*Task instructions*:
A faithful repeat of all the records, with no image kept, is the required answer.

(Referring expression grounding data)
##############################

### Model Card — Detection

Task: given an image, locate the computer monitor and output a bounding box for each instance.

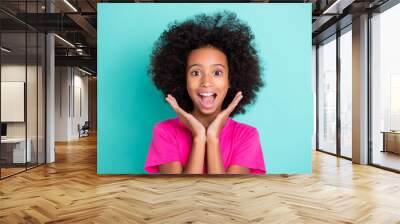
[1,123,7,137]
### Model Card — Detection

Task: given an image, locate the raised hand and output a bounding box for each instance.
[206,91,243,140]
[165,94,206,140]
[163,94,207,174]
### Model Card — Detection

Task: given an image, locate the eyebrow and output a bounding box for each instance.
[187,64,226,69]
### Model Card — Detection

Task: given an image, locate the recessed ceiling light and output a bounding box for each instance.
[63,0,78,12]
[1,47,11,53]
[322,0,354,15]
[54,34,75,48]
[78,67,93,76]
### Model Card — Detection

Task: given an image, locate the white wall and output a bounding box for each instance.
[72,73,89,138]
[55,67,89,141]
[55,66,69,141]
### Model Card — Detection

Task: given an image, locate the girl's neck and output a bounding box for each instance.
[192,108,221,128]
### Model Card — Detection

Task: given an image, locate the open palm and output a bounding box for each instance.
[207,91,243,139]
[165,94,206,139]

##############################

*Answer for the task*:
### Model Card — Detection

Task: given an image, locate the computer monitor and output a bounding box for each instance.

[1,123,7,137]
### Model Card — Detection

Task: given an image, locate the raised hand and output a bounding box for each instance.
[206,91,243,140]
[165,94,206,140]
[163,94,207,174]
### Model Card — Detection

Task: given an image, locate the eyebrow and output a bounding box for each instance.
[187,64,226,69]
### Model Card — Detection

Task: given an image, locate the recessed ceiling light and output a bounding box for each instance.
[63,0,78,12]
[1,47,11,53]
[322,0,354,15]
[54,34,75,48]
[78,67,93,76]
### Model Card — Detection

Task: given an image, locate the white wall and output a bounding box for each instance.
[72,73,89,138]
[55,67,89,141]
[55,66,69,141]
### Model Card — Detection

Task: given an image, locate the girl's neck and output a bounding box for each instance.
[192,108,221,128]
### Model Card — Detection

Task: given an image, locate the open palm and output a bounding box for each instance.
[207,91,243,139]
[165,94,206,139]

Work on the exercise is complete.